● EXERCISE AIM:
Only an exact copy is wanted: the lines from the one holding "Target: small dinghy" through the last line below, minus the pictures.

(Point localization data)
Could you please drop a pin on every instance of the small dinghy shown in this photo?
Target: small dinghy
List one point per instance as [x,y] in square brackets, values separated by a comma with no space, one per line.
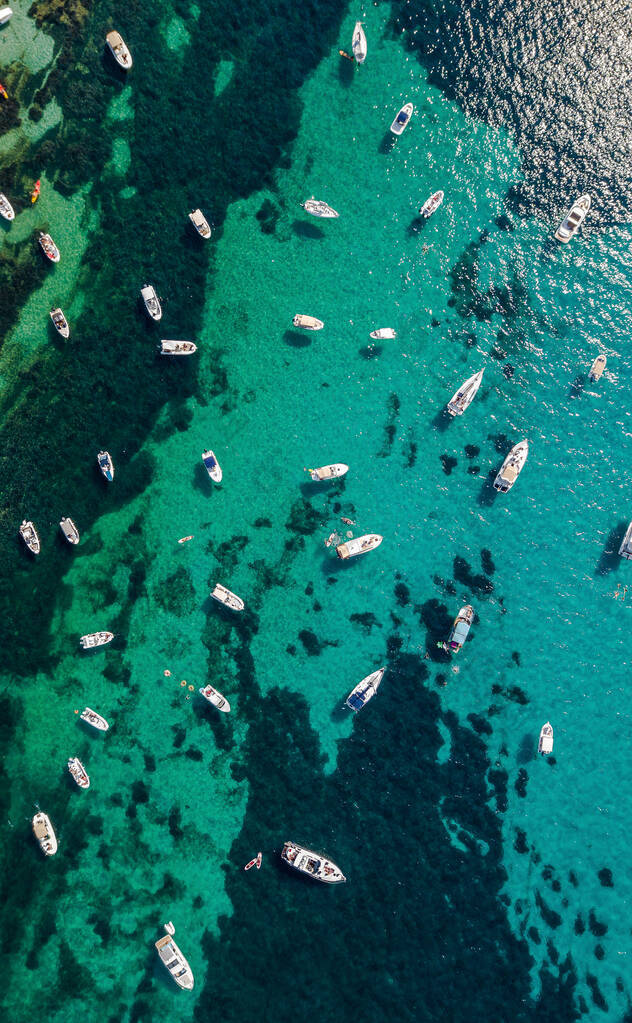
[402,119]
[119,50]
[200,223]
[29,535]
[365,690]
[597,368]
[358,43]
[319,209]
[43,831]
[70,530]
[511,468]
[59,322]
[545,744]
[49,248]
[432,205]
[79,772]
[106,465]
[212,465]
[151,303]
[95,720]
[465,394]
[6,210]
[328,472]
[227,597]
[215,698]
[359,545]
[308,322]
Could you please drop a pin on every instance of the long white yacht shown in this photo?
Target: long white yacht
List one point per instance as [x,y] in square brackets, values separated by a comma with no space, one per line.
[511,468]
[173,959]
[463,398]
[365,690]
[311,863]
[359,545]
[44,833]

● WRITTEN SOLUTION:
Target: small dinghy
List one point per instance as [x,y] in square brackets, values separated by a comma with no space, one per line.
[402,119]
[119,50]
[200,223]
[29,535]
[365,690]
[597,368]
[358,43]
[319,209]
[43,831]
[70,530]
[511,468]
[59,322]
[545,744]
[49,248]
[432,205]
[79,772]
[106,465]
[212,465]
[151,303]
[95,720]
[465,394]
[6,210]
[328,472]
[227,597]
[215,698]
[359,545]
[308,322]
Could you please drop a pin on every instance of the long white yacht shown in this photo?
Target: long white yacht
List one point per instance as [x,y] in square brackets, values separated by a comma with no space, one per line.
[511,468]
[173,959]
[463,398]
[365,690]
[311,863]
[359,545]
[44,833]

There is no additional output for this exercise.